§ SHORT PROBLEM
Pick out every line of the data below that contains the string "house", and copy each of those lines in full.

Point annotation dataset records
▬▬▬▬▬▬▬▬▬▬

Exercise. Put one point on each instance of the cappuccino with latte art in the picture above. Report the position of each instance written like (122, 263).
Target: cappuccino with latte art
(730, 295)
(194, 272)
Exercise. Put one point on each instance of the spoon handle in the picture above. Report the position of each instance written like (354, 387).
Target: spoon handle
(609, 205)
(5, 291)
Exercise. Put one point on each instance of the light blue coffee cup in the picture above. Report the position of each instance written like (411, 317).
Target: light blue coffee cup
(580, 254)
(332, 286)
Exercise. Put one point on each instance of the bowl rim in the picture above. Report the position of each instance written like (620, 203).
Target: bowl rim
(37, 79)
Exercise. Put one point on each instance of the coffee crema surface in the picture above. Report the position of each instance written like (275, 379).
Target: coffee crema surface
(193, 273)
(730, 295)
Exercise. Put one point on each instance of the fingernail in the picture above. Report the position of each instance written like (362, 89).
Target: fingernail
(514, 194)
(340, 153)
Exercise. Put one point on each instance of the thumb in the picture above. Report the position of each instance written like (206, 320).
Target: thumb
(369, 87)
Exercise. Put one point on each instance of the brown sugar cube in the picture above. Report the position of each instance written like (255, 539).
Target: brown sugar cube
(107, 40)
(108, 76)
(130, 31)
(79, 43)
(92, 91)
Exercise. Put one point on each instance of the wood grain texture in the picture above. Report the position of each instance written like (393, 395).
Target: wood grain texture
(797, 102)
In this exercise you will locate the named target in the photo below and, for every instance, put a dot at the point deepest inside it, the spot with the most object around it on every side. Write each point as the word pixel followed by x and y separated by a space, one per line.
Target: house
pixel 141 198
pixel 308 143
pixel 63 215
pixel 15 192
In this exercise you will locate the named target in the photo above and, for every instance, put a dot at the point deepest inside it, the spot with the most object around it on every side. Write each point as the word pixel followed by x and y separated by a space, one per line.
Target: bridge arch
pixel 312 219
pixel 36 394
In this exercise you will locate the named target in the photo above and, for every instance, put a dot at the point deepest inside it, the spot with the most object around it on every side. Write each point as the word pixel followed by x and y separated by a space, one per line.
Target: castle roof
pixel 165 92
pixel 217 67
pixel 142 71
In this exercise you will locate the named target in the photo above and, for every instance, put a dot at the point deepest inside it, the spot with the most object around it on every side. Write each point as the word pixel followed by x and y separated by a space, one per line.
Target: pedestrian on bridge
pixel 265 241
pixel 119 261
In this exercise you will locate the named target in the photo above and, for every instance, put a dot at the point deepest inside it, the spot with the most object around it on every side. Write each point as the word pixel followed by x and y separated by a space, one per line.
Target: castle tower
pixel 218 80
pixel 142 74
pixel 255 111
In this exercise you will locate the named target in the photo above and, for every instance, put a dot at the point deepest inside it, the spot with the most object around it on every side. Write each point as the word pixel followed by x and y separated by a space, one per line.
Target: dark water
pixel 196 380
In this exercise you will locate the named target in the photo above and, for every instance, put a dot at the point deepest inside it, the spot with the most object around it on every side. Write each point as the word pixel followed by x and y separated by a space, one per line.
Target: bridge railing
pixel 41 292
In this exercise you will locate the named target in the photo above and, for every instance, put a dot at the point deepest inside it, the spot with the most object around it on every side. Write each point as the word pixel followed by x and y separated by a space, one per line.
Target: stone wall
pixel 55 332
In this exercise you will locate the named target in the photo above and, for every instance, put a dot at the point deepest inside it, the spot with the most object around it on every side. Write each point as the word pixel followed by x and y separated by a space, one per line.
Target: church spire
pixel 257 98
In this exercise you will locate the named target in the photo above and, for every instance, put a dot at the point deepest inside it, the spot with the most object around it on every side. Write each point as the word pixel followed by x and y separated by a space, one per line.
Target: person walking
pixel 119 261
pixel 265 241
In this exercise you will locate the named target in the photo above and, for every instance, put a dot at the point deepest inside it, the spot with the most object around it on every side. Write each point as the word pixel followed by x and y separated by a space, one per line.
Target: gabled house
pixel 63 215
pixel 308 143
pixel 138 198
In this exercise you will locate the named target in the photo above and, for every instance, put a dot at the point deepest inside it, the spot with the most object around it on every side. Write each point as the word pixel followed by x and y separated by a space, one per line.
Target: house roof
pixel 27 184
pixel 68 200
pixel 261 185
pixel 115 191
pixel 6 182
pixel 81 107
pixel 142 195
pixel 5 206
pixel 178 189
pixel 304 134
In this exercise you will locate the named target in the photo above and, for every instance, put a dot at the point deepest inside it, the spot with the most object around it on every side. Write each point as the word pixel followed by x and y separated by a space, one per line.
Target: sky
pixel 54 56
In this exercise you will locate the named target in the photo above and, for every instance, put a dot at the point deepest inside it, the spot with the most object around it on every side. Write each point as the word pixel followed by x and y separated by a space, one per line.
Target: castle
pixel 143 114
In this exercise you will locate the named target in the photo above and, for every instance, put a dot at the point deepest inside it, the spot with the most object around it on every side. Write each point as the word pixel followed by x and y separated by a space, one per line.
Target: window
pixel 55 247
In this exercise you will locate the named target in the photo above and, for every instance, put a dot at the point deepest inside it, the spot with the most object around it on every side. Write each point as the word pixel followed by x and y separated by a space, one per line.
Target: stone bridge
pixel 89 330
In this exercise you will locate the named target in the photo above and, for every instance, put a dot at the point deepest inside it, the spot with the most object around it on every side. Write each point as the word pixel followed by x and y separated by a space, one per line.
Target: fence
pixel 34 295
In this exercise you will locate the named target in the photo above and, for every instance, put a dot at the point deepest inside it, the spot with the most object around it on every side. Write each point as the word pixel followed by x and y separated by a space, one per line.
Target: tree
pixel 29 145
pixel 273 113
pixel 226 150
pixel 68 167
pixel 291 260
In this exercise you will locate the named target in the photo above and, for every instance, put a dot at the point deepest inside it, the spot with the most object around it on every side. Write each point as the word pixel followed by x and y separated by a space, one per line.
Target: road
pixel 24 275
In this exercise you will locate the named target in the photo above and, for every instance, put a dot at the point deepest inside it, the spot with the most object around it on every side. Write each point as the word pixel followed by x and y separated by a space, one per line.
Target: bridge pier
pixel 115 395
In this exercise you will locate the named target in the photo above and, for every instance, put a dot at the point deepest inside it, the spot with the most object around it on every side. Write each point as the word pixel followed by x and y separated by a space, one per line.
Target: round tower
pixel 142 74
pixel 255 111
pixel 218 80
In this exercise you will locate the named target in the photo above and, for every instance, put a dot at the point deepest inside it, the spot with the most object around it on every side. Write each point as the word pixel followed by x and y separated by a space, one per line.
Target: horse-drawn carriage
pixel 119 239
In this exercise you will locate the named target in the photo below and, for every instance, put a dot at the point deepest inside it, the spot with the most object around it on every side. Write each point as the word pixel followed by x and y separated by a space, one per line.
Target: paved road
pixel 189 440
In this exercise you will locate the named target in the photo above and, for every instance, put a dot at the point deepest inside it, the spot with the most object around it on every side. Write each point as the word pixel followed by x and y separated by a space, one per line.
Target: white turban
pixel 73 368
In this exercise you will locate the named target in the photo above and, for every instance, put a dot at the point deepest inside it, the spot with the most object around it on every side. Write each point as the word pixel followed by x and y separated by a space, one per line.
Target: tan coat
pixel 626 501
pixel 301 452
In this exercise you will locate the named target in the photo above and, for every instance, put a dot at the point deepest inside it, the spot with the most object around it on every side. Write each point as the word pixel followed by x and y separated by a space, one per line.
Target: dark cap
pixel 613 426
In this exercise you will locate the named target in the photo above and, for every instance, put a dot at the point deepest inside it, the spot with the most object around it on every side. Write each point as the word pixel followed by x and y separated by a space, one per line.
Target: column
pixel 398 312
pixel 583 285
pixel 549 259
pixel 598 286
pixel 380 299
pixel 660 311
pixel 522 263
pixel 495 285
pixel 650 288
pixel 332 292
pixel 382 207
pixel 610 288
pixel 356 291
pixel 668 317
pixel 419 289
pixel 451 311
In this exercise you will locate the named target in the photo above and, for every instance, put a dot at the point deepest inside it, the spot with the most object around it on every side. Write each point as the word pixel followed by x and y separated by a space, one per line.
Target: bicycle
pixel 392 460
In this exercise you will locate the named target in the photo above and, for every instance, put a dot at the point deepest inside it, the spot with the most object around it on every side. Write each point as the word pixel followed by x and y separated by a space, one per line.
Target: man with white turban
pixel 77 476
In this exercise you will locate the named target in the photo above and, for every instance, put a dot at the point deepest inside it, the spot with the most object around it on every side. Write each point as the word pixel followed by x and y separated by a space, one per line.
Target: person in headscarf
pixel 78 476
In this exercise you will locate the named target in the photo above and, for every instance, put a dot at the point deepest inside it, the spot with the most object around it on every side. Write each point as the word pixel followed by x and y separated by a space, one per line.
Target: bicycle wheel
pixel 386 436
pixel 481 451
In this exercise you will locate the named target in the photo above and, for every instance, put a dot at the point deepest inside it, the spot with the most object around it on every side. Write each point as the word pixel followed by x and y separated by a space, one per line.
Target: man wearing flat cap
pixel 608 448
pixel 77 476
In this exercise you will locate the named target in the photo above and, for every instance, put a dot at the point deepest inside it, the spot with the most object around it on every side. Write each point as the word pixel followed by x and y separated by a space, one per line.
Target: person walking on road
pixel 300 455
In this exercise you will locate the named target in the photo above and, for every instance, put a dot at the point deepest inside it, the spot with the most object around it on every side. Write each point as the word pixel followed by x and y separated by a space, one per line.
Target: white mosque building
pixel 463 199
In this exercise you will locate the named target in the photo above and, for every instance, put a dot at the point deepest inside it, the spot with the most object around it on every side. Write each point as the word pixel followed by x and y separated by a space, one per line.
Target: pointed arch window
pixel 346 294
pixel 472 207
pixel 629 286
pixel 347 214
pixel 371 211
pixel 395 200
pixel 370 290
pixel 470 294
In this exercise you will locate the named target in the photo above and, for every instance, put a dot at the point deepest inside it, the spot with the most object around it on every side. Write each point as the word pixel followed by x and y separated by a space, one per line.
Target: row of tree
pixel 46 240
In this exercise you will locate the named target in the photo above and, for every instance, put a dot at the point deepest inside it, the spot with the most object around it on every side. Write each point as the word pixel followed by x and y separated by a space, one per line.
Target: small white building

▬▬▬▬▬▬▬▬▬▬

§ EXPECTED ANSWER
Target: house
Target: gabled house
Target: house roof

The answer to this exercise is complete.